**Actions to take**
(a) Summarize the page text in two sentences.
(b) Return the part of the page text between "5. Question 5." and "Familiar With?", inclusive, copied word for word.

*** Opening Page text ***

1. Question 1. Explain How We Can Capture The Correlation Between Continuous
And Categorical Variable?
Answer :
Yes, it is possible by using ANCOVA technique. It stands for Analysis of Covariance.
It is used to calculate the association between continuous and categorical variables.
2. Question 2. How To Handle Or Missing Data In A Dataset?
Answer :
An individual can easily find missing or corrupted data in a data set either by
dropping the rows or columns. On contrary, they can decide to replace the data with
another value.
In Pandas they are two ways to identify the missing data, these two methods are very
useful.
isnull() and dropna().
3. Question 3. Define What Is Fourier Transform In A Single Sentence?
Answer :
A process of decomposing generic functions into a superposition of symmetric
functions is considered to be a Fourier Transform.
4. Question 4. What Is Deep Learning?
Answer :
Deep learning is a process where it is considered to be a subset of machine learning
process.
5. Question 5. What Is The Difference Between An Array And Linked List?
Answer :
An array is an ordered fashion of collection of objects. A linked list is a series of
objects that are processed in a sequential order.
6. Question 6. Define A Hash Table?
Answer :
They are generally used for database indexing.
A hash table is nothing but a data structure that produces an associative array.
7. Question 7. Mention Any One Of The Data Visualization Tools That You Are
Familiar With?
Answer :
This is another question where one has to be completely honest and also giving out
your personal experience with these type of tools are really important. Some of the
data visualization tools are Tableau, Plot.ly, and matplotlib.
8. Question 8. Is Rotation Necessary In Pca?
Answer :
Yes, the rotation is definitely necessary because it maximizes the differences
between the variance captured by the components.
9. Question 9. How Is F1 Score Is Used?
Answer :
The average of Precision and Recall of a model is nothing but F1 score measure.

*** Closing Page text ***
*** Opening Given information ***

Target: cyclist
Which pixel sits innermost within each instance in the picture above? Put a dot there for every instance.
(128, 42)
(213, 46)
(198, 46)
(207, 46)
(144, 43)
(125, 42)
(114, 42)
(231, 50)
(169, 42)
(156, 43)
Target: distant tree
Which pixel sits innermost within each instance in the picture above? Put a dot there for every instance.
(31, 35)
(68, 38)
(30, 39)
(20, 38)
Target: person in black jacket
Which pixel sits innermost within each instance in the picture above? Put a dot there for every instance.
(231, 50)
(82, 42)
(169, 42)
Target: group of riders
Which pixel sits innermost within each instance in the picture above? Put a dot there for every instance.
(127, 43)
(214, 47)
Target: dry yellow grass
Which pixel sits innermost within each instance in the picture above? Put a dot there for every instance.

*** Closing Given information ***

**Answers for each item**
(a) The page text is a numbered list of nine questions with answers on topics such as using ANCOVA to relate continuous and categorical variables, handling missing data, the Fourier transform, deep learning, the difference between arrays and linked lists, and hash tables. It also names Tableau, Plot.ly, and matplotlib as data visualization tools, states that rotation is necessary in PCA, and explains the F1 score in terms of precision and recall.

(b)
5. Question 5. What Is The Difference Between An Array And Linked List?
Answer :
An array is an ordered fashion of collection of objects. A linked list is a series of
objects that are processed in a sequential order.
6. Question 6. Define A Hash Table?
Answer :
They are generally used for database indexing.
A hash table is nothing but a data structure that produces an associative array.
7. Question 7. Mention Any One Of The Data Visualization Tools That You Are
Familiar With?